#### TASK PROMPT
Please report how many lines in the records below contain the word "white", giving only that number.

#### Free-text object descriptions
§

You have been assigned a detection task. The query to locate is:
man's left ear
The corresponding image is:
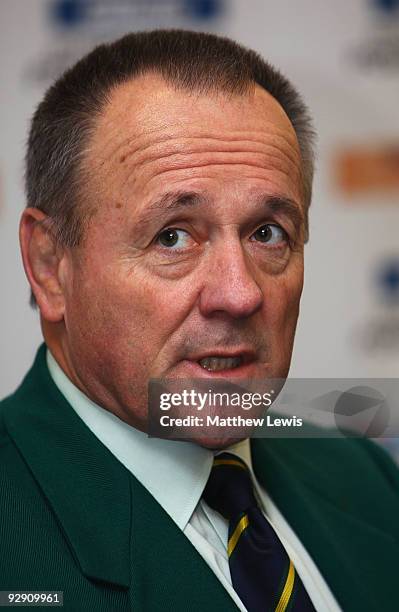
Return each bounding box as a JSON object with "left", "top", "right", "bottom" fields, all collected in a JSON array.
[{"left": 19, "top": 208, "right": 69, "bottom": 322}]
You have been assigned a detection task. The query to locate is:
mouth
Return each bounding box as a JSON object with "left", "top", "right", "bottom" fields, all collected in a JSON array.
[
  {"left": 183, "top": 350, "right": 257, "bottom": 377},
  {"left": 198, "top": 355, "right": 244, "bottom": 372}
]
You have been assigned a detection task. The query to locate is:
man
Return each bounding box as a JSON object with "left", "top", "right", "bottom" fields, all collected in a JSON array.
[{"left": 1, "top": 30, "right": 398, "bottom": 612}]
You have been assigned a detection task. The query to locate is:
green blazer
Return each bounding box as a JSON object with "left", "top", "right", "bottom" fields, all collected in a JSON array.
[{"left": 1, "top": 345, "right": 398, "bottom": 611}]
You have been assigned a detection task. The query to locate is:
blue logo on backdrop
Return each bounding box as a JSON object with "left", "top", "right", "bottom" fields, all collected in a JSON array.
[
  {"left": 352, "top": 257, "right": 399, "bottom": 354},
  {"left": 52, "top": 0, "right": 88, "bottom": 27},
  {"left": 51, "top": 0, "right": 223, "bottom": 29},
  {"left": 378, "top": 258, "right": 399, "bottom": 302},
  {"left": 347, "top": 1, "right": 399, "bottom": 70},
  {"left": 372, "top": 0, "right": 399, "bottom": 13},
  {"left": 184, "top": 0, "right": 222, "bottom": 19}
]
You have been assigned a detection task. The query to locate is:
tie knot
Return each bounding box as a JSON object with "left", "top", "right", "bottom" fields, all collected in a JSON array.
[{"left": 202, "top": 452, "right": 258, "bottom": 520}]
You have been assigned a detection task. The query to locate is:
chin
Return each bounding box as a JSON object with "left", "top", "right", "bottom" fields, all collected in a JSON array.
[{"left": 194, "top": 435, "right": 247, "bottom": 451}]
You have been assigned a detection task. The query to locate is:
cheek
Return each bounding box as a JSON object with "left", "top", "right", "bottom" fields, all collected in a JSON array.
[
  {"left": 266, "top": 264, "right": 303, "bottom": 334},
  {"left": 67, "top": 256, "right": 197, "bottom": 357}
]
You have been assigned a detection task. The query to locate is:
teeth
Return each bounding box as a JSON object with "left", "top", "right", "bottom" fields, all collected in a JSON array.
[{"left": 198, "top": 356, "right": 242, "bottom": 371}]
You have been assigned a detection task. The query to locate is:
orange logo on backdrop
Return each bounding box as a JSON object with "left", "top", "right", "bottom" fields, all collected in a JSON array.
[{"left": 334, "top": 144, "right": 399, "bottom": 196}]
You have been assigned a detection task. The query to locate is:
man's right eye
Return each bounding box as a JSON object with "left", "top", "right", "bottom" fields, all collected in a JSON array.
[{"left": 156, "top": 228, "right": 193, "bottom": 249}]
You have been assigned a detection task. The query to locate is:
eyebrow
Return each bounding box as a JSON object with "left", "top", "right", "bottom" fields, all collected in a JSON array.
[
  {"left": 133, "top": 191, "right": 208, "bottom": 234},
  {"left": 135, "top": 190, "right": 305, "bottom": 236},
  {"left": 259, "top": 195, "right": 305, "bottom": 233},
  {"left": 145, "top": 191, "right": 208, "bottom": 214}
]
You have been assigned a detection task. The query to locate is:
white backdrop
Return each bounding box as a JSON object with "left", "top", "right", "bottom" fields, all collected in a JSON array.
[{"left": 1, "top": 1, "right": 398, "bottom": 450}]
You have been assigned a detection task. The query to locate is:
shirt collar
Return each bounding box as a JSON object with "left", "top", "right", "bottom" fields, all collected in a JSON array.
[
  {"left": 223, "top": 437, "right": 253, "bottom": 467},
  {"left": 46, "top": 349, "right": 214, "bottom": 530}
]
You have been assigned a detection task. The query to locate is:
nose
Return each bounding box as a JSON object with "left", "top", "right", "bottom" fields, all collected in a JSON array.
[{"left": 198, "top": 240, "right": 263, "bottom": 319}]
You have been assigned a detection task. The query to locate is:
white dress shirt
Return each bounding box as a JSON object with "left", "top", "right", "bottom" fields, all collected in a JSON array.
[{"left": 47, "top": 350, "right": 341, "bottom": 612}]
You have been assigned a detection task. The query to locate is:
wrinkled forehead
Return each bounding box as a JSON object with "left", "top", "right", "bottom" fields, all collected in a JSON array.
[
  {"left": 88, "top": 72, "right": 301, "bottom": 165},
  {"left": 80, "top": 73, "right": 305, "bottom": 237}
]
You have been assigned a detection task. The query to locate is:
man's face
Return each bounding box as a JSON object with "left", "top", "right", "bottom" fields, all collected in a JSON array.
[{"left": 60, "top": 74, "right": 305, "bottom": 441}]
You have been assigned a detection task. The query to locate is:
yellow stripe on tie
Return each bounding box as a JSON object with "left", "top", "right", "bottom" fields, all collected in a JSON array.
[
  {"left": 275, "top": 559, "right": 295, "bottom": 612},
  {"left": 213, "top": 459, "right": 247, "bottom": 470},
  {"left": 228, "top": 514, "right": 249, "bottom": 557}
]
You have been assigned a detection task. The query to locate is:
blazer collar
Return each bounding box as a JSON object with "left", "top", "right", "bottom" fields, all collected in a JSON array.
[
  {"left": 3, "top": 344, "right": 131, "bottom": 588},
  {"left": 46, "top": 348, "right": 214, "bottom": 532}
]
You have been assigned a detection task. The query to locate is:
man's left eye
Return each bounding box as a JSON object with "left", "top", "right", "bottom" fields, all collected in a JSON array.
[
  {"left": 156, "top": 228, "right": 192, "bottom": 249},
  {"left": 251, "top": 224, "right": 287, "bottom": 245}
]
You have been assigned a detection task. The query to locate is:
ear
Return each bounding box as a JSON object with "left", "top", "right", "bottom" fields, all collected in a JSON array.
[{"left": 19, "top": 208, "right": 68, "bottom": 322}]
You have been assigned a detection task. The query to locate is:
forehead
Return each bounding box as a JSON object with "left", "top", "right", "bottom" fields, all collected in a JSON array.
[
  {"left": 85, "top": 73, "right": 304, "bottom": 214},
  {"left": 92, "top": 72, "right": 300, "bottom": 153}
]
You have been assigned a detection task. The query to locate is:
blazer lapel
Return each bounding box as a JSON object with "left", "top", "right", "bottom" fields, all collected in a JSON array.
[
  {"left": 128, "top": 476, "right": 239, "bottom": 611},
  {"left": 251, "top": 437, "right": 399, "bottom": 612}
]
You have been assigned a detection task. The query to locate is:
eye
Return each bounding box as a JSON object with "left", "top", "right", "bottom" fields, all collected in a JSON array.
[
  {"left": 251, "top": 224, "right": 287, "bottom": 246},
  {"left": 156, "top": 228, "right": 193, "bottom": 249}
]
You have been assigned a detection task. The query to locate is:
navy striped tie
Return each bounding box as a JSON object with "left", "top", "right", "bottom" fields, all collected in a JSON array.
[{"left": 203, "top": 453, "right": 316, "bottom": 612}]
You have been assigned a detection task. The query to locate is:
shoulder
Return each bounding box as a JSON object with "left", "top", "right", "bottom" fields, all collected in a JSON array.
[
  {"left": 0, "top": 349, "right": 53, "bottom": 521},
  {"left": 0, "top": 392, "right": 47, "bottom": 562},
  {"left": 253, "top": 434, "right": 399, "bottom": 521},
  {"left": 0, "top": 393, "right": 19, "bottom": 463},
  {"left": 278, "top": 435, "right": 398, "bottom": 485},
  {"left": 0, "top": 392, "right": 34, "bottom": 493},
  {"left": 255, "top": 434, "right": 399, "bottom": 488}
]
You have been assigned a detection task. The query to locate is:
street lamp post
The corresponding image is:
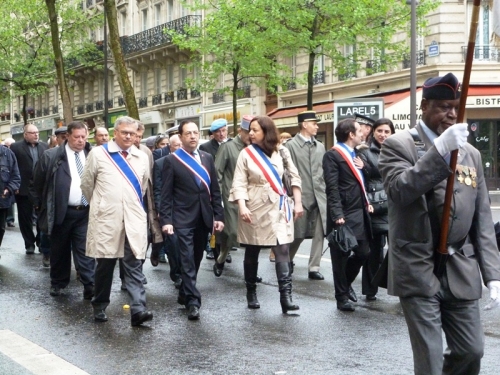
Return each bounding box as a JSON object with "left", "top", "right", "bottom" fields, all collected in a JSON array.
[
  {"left": 407, "top": 0, "right": 418, "bottom": 128},
  {"left": 103, "top": 5, "right": 109, "bottom": 128}
]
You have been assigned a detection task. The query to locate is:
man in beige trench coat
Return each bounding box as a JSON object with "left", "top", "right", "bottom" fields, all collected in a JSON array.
[{"left": 81, "top": 116, "right": 153, "bottom": 326}]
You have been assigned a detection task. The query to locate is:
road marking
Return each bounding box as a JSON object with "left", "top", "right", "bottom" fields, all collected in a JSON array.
[{"left": 0, "top": 330, "right": 90, "bottom": 375}]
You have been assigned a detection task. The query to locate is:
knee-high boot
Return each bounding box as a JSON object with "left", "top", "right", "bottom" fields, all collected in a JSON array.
[
  {"left": 244, "top": 261, "right": 260, "bottom": 309},
  {"left": 276, "top": 262, "right": 299, "bottom": 313}
]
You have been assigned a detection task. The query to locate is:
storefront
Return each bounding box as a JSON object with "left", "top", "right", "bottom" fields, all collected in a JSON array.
[
  {"left": 175, "top": 104, "right": 201, "bottom": 133},
  {"left": 139, "top": 111, "right": 162, "bottom": 137},
  {"left": 201, "top": 100, "right": 252, "bottom": 139}
]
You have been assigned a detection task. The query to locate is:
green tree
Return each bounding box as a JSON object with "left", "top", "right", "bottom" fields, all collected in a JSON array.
[
  {"left": 171, "top": 0, "right": 290, "bottom": 136},
  {"left": 270, "top": 0, "right": 439, "bottom": 109}
]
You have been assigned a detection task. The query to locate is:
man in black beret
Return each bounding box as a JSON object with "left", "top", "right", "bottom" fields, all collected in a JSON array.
[{"left": 378, "top": 72, "right": 500, "bottom": 374}]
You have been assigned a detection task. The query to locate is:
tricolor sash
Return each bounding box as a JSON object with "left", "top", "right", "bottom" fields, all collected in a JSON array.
[
  {"left": 245, "top": 145, "right": 292, "bottom": 222},
  {"left": 173, "top": 148, "right": 211, "bottom": 194},
  {"left": 332, "top": 145, "right": 369, "bottom": 206},
  {"left": 102, "top": 144, "right": 143, "bottom": 205}
]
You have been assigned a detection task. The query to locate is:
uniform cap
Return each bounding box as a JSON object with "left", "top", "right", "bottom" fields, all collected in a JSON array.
[{"left": 422, "top": 73, "right": 461, "bottom": 101}]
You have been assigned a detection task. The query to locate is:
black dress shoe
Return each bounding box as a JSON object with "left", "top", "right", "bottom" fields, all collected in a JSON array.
[
  {"left": 187, "top": 305, "right": 200, "bottom": 320},
  {"left": 94, "top": 309, "right": 108, "bottom": 322},
  {"left": 348, "top": 286, "right": 358, "bottom": 302},
  {"left": 25, "top": 247, "right": 35, "bottom": 255},
  {"left": 120, "top": 280, "right": 127, "bottom": 291},
  {"left": 174, "top": 278, "right": 182, "bottom": 289},
  {"left": 308, "top": 271, "right": 324, "bottom": 280},
  {"left": 213, "top": 262, "right": 224, "bottom": 277},
  {"left": 225, "top": 253, "right": 232, "bottom": 263},
  {"left": 131, "top": 311, "right": 153, "bottom": 326},
  {"left": 337, "top": 300, "right": 355, "bottom": 312},
  {"left": 256, "top": 275, "right": 262, "bottom": 283},
  {"left": 205, "top": 250, "right": 215, "bottom": 260},
  {"left": 366, "top": 294, "right": 377, "bottom": 301},
  {"left": 177, "top": 295, "right": 186, "bottom": 306},
  {"left": 50, "top": 286, "right": 61, "bottom": 297},
  {"left": 83, "top": 284, "right": 94, "bottom": 300}
]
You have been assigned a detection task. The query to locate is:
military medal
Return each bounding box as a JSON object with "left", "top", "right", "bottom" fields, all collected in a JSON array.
[
  {"left": 463, "top": 166, "right": 471, "bottom": 186},
  {"left": 470, "top": 167, "right": 477, "bottom": 188},
  {"left": 456, "top": 165, "right": 464, "bottom": 184}
]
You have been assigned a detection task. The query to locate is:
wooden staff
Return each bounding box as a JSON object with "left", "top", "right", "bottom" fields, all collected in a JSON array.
[{"left": 434, "top": 0, "right": 482, "bottom": 278}]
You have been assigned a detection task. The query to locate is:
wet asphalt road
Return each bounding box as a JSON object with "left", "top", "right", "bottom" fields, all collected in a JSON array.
[{"left": 1, "top": 214, "right": 500, "bottom": 375}]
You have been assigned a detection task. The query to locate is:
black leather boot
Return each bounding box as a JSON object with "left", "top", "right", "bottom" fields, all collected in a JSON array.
[
  {"left": 276, "top": 262, "right": 299, "bottom": 313},
  {"left": 243, "top": 261, "right": 260, "bottom": 309}
]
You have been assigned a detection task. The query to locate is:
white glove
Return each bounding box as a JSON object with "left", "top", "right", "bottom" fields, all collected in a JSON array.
[
  {"left": 434, "top": 123, "right": 469, "bottom": 156},
  {"left": 485, "top": 280, "right": 500, "bottom": 310}
]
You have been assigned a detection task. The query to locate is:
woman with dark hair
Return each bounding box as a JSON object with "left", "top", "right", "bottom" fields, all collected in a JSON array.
[
  {"left": 230, "top": 115, "right": 303, "bottom": 313},
  {"left": 154, "top": 135, "right": 169, "bottom": 150},
  {"left": 359, "top": 117, "right": 395, "bottom": 301}
]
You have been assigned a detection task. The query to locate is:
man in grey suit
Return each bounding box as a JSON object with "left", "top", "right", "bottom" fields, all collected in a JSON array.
[
  {"left": 379, "top": 72, "right": 500, "bottom": 375},
  {"left": 285, "top": 111, "right": 327, "bottom": 280}
]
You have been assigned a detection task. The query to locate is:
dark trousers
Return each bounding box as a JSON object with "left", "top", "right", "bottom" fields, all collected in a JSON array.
[
  {"left": 164, "top": 233, "right": 181, "bottom": 282},
  {"left": 330, "top": 240, "right": 369, "bottom": 301},
  {"left": 175, "top": 220, "right": 210, "bottom": 308},
  {"left": 93, "top": 238, "right": 147, "bottom": 316},
  {"left": 6, "top": 204, "right": 14, "bottom": 224},
  {"left": 362, "top": 233, "right": 386, "bottom": 296},
  {"left": 0, "top": 208, "right": 7, "bottom": 246},
  {"left": 50, "top": 207, "right": 95, "bottom": 288},
  {"left": 400, "top": 272, "right": 483, "bottom": 375},
  {"left": 15, "top": 195, "right": 38, "bottom": 250}
]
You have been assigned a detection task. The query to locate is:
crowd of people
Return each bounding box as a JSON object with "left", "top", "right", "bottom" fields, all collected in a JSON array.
[{"left": 2, "top": 72, "right": 500, "bottom": 374}]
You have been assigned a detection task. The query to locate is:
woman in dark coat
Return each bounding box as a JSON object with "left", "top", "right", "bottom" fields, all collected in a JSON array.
[{"left": 359, "top": 118, "right": 395, "bottom": 300}]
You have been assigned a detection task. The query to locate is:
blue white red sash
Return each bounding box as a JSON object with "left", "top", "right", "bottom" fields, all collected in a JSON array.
[
  {"left": 173, "top": 148, "right": 211, "bottom": 194},
  {"left": 245, "top": 145, "right": 292, "bottom": 222},
  {"left": 102, "top": 144, "right": 143, "bottom": 205},
  {"left": 332, "top": 145, "right": 369, "bottom": 206}
]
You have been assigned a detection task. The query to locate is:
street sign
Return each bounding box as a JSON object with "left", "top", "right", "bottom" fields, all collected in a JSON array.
[{"left": 428, "top": 41, "right": 439, "bottom": 57}]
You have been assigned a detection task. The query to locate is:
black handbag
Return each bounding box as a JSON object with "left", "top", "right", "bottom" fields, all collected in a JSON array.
[
  {"left": 367, "top": 183, "right": 388, "bottom": 216},
  {"left": 326, "top": 225, "right": 358, "bottom": 253},
  {"left": 279, "top": 148, "right": 293, "bottom": 197}
]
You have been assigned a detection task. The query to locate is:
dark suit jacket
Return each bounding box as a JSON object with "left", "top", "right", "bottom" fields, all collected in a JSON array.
[
  {"left": 199, "top": 139, "right": 220, "bottom": 160},
  {"left": 153, "top": 156, "right": 167, "bottom": 210},
  {"left": 10, "top": 140, "right": 48, "bottom": 196},
  {"left": 159, "top": 150, "right": 224, "bottom": 230},
  {"left": 323, "top": 147, "right": 371, "bottom": 241},
  {"left": 153, "top": 146, "right": 170, "bottom": 161}
]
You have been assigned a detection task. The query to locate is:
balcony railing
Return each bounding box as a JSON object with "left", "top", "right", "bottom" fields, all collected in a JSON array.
[
  {"left": 122, "top": 15, "right": 201, "bottom": 55},
  {"left": 237, "top": 85, "right": 251, "bottom": 99},
  {"left": 402, "top": 50, "right": 426, "bottom": 69},
  {"left": 139, "top": 97, "right": 148, "bottom": 108},
  {"left": 191, "top": 89, "right": 200, "bottom": 98},
  {"left": 287, "top": 80, "right": 297, "bottom": 91},
  {"left": 461, "top": 45, "right": 500, "bottom": 62},
  {"left": 118, "top": 97, "right": 125, "bottom": 106},
  {"left": 165, "top": 91, "right": 174, "bottom": 103},
  {"left": 313, "top": 71, "right": 325, "bottom": 85},
  {"left": 52, "top": 105, "right": 58, "bottom": 114},
  {"left": 86, "top": 103, "right": 94, "bottom": 113},
  {"left": 177, "top": 88, "right": 188, "bottom": 101},
  {"left": 213, "top": 91, "right": 225, "bottom": 104},
  {"left": 107, "top": 99, "right": 114, "bottom": 108},
  {"left": 95, "top": 100, "right": 104, "bottom": 111},
  {"left": 36, "top": 109, "right": 42, "bottom": 117},
  {"left": 43, "top": 107, "right": 50, "bottom": 116},
  {"left": 338, "top": 71, "right": 357, "bottom": 81},
  {"left": 366, "top": 60, "right": 382, "bottom": 76},
  {"left": 152, "top": 94, "right": 162, "bottom": 105},
  {"left": 77, "top": 105, "right": 85, "bottom": 115}
]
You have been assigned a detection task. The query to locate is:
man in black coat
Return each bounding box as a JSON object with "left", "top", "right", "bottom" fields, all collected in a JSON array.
[
  {"left": 30, "top": 121, "right": 95, "bottom": 299},
  {"left": 159, "top": 121, "right": 224, "bottom": 320},
  {"left": 0, "top": 145, "right": 21, "bottom": 252},
  {"left": 323, "top": 118, "right": 373, "bottom": 311},
  {"left": 10, "top": 124, "right": 48, "bottom": 254}
]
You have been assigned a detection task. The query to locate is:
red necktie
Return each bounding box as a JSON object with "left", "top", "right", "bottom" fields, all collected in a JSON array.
[{"left": 121, "top": 151, "right": 128, "bottom": 158}]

§

#### EXERCISE RESPONSE
4